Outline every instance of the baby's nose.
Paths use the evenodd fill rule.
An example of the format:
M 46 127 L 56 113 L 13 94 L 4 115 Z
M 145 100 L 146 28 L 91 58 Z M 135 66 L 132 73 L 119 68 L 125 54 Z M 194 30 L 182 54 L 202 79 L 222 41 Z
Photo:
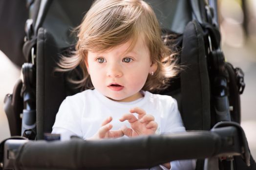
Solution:
M 120 77 L 123 76 L 123 72 L 118 66 L 110 66 L 108 67 L 107 75 L 107 77 Z

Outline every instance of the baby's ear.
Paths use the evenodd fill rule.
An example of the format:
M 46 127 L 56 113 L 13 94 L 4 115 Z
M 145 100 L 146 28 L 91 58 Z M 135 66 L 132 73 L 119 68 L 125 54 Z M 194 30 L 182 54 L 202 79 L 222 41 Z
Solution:
M 155 72 L 157 69 L 157 65 L 156 63 L 152 62 L 150 66 L 149 73 L 151 73 L 152 72 Z
M 87 61 L 87 57 L 85 59 L 84 62 L 86 68 L 87 69 L 87 72 L 88 72 L 88 74 L 90 74 L 90 71 L 89 71 L 89 66 L 88 65 L 88 62 Z

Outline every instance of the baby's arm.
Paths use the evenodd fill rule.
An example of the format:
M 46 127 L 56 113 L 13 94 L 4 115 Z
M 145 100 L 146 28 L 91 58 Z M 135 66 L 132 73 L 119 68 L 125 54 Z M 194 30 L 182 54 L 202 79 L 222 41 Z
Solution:
M 110 131 L 113 125 L 109 123 L 112 121 L 111 117 L 108 117 L 105 120 L 101 125 L 101 127 L 98 132 L 92 137 L 88 138 L 88 140 L 97 140 L 108 138 L 117 138 L 122 137 L 124 134 L 121 130 Z
M 150 115 L 147 115 L 146 112 L 139 107 L 130 110 L 130 114 L 126 114 L 119 119 L 121 121 L 128 120 L 131 128 L 124 126 L 121 130 L 124 135 L 128 137 L 134 137 L 141 135 L 154 134 L 157 129 L 157 123 L 154 121 L 154 118 Z M 132 114 L 137 113 L 138 119 Z

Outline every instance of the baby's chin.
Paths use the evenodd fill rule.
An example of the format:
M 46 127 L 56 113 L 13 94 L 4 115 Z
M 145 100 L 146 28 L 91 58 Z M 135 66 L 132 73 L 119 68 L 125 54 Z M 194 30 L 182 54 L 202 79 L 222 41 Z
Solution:
M 115 101 L 115 102 L 124 102 L 123 101 L 125 101 L 125 99 L 126 98 L 121 98 L 121 97 L 110 97 L 107 96 L 105 96 L 107 98 L 109 99 L 111 101 Z

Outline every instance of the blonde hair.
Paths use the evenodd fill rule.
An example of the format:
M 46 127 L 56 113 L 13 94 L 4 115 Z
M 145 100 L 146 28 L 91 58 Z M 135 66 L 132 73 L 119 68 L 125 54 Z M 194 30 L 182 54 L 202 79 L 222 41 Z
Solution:
M 62 57 L 57 70 L 70 71 L 80 65 L 83 78 L 69 81 L 83 90 L 94 88 L 84 62 L 88 51 L 104 51 L 129 40 L 132 41 L 131 49 L 142 35 L 152 62 L 157 66 L 154 74 L 148 76 L 143 89 L 155 92 L 165 88 L 169 79 L 177 74 L 175 53 L 165 45 L 156 17 L 143 0 L 95 0 L 77 30 L 79 40 L 75 51 L 70 56 Z

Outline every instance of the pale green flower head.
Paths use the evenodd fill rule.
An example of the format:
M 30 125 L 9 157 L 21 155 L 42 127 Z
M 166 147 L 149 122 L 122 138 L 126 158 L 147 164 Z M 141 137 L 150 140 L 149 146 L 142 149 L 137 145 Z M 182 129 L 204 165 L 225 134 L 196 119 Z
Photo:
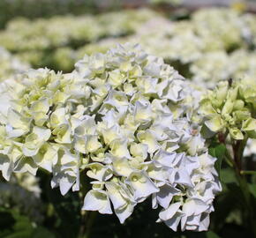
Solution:
M 221 81 L 200 102 L 205 125 L 236 140 L 255 138 L 255 80 Z

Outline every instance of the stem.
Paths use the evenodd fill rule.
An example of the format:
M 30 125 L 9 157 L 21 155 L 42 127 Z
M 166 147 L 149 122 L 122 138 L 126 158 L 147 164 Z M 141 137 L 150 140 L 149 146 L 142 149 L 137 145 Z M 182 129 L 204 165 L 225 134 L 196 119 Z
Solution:
M 90 190 L 88 177 L 86 175 L 86 171 L 80 172 L 80 184 L 81 189 L 79 192 L 79 197 L 82 204 L 86 194 Z M 84 211 L 81 210 L 81 224 L 79 229 L 79 238 L 89 238 L 91 235 L 91 230 L 94 225 L 94 221 L 95 219 L 97 212 L 91 211 Z
M 244 140 L 238 140 L 236 143 L 233 142 L 232 147 L 233 147 L 233 153 L 234 153 L 234 160 L 233 160 L 233 166 L 236 172 L 236 176 L 239 183 L 239 187 L 241 189 L 241 191 L 243 193 L 245 202 L 245 207 L 248 211 L 248 217 L 247 217 L 247 224 L 250 224 L 250 228 L 252 229 L 252 232 L 254 234 L 256 237 L 256 228 L 254 224 L 254 214 L 252 210 L 251 205 L 251 193 L 248 187 L 247 180 L 245 175 L 246 173 L 250 173 L 252 171 L 243 171 L 242 170 L 242 158 L 245 147 L 246 145 L 248 138 L 245 138 Z M 245 221 L 246 222 L 246 221 Z
M 256 175 L 256 171 L 253 170 L 242 170 L 240 172 L 241 175 Z

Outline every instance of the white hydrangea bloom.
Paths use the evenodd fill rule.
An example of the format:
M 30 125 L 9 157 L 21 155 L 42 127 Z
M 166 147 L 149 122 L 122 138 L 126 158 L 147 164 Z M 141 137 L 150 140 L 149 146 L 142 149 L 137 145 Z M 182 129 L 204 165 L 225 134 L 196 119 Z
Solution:
M 84 210 L 109 214 L 112 203 L 124 223 L 152 197 L 153 208 L 162 208 L 159 221 L 206 230 L 221 187 L 194 120 L 198 100 L 190 106 L 197 93 L 139 45 L 85 56 L 75 66 L 64 75 L 31 70 L 1 86 L 3 176 L 43 168 L 65 194 L 79 190 L 86 170 L 92 190 Z
M 91 154 L 83 152 L 90 156 L 87 175 L 94 180 L 83 209 L 109 213 L 109 200 L 123 223 L 152 195 L 153 208 L 163 209 L 160 221 L 173 219 L 176 226 L 168 226 L 174 230 L 179 220 L 183 230 L 206 230 L 221 186 L 215 159 L 191 121 L 194 95 L 184 78 L 130 44 L 86 56 L 73 73 L 92 88 L 89 110 L 101 145 Z M 175 212 L 162 215 L 176 203 Z

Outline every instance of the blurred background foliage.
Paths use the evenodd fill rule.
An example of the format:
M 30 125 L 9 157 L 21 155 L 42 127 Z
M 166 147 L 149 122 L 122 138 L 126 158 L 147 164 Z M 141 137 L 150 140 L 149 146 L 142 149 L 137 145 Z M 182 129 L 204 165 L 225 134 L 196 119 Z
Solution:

◆ **Set problem**: Could you put everything from the line containing "Outline every instance of the blurred" down to the end of the data into a JSON list of strings, one per line, leaving out blank lines?

◆ **Solved problem**:
[
  "Outline every instance of the blurred background foliage.",
  "Paths use the evenodd fill rule.",
  "An example of the format:",
  "M 30 125 L 9 157 L 21 155 L 42 127 Z",
  "M 166 147 L 149 122 L 122 138 L 126 158 L 147 164 Z M 141 137 L 150 140 L 149 146 L 142 149 L 137 145 Z M 182 129 L 204 165 L 225 134 L 196 119 Z",
  "Solution:"
]